• **TASKS**
**1)** Output the portion of the excerpt about Mike Tawse that begins with the words containing "The turning point" and ends with "joy of health.".
**2)** According to the excerpt about Mike Tawse, on what date did he start taking SerraEnzyme tablets?

The inspiring story of one man’s victory over his life-threatening health condition even persuaded Robert Redfern to rename his book ‘The Miracle Enzyme is Serrapeptase’. Says Robert: ‘I was finally convinced to change the name of the book and to create an accompanying web site when the story of Mike Tawse first surfaced.’

It begins in December 2005, The scene: a ground floor flat near Manchester University, The 36 year old sits in his wheelchair – as he has for the previous ten years – and wonders if he will have (or wants) another year of life. Born with cerebral palsy he is now hardly able to speak, the fluid from his lungs nearly choking him, his heart and lungs failing. His concerned friends are so anxious they have discussed what arrangements he wants for his funeral.

The turning point came on January 3, 2006 when Mike was persuaded to start taking 2 SerraEnzyme tablets twice a day. A friend had heard how an enzyme called Serrapeptase was achieving a reputation for its power as an anti-inflammatory, pain reliever and for clearing away inflamed tissue in the body. What followed is an incredible journey, spanning two years, that has taken Mike from a purgatory of illness to the joy of health.

• **Stored data entries**
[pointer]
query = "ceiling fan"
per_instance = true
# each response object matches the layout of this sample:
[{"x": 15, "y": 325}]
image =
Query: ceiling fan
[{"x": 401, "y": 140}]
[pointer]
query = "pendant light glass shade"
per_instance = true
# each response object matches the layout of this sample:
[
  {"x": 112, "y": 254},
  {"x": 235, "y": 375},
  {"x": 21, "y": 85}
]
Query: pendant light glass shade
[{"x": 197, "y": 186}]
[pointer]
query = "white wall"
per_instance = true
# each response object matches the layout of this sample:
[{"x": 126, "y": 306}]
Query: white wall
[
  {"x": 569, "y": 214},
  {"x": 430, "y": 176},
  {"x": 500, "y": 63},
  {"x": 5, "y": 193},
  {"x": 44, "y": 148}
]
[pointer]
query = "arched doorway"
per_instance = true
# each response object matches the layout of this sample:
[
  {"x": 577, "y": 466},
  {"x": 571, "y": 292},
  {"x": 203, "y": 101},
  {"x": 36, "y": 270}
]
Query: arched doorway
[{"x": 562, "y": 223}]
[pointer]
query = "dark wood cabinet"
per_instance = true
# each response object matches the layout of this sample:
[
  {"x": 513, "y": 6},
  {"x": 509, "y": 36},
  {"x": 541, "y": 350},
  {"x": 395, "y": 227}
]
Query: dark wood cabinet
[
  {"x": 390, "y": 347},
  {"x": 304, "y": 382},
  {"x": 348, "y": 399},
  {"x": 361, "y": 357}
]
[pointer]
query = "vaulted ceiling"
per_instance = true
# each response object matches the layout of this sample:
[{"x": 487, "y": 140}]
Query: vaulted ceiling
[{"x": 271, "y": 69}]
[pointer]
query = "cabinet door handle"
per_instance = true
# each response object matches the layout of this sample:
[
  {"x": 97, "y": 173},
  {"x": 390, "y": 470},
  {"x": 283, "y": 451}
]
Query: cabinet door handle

• **SOLUTIONS FOR EACH TASK**
**1)**
The turning point came on January 3, 2006 when Mike was persuaded to start taking 2 SerraEnzyme tablets twice a day. A friend had heard how an enzyme called Serrapeptase was achieving a reputation for its power as an anti-inflammatory, pain reliever and for clearing away inflamed tissue in the body. What followed is an incredible journey, spanning two years, that has taken Mike from a purgatory of illness to the joy of health.

**2)** January 3, 2006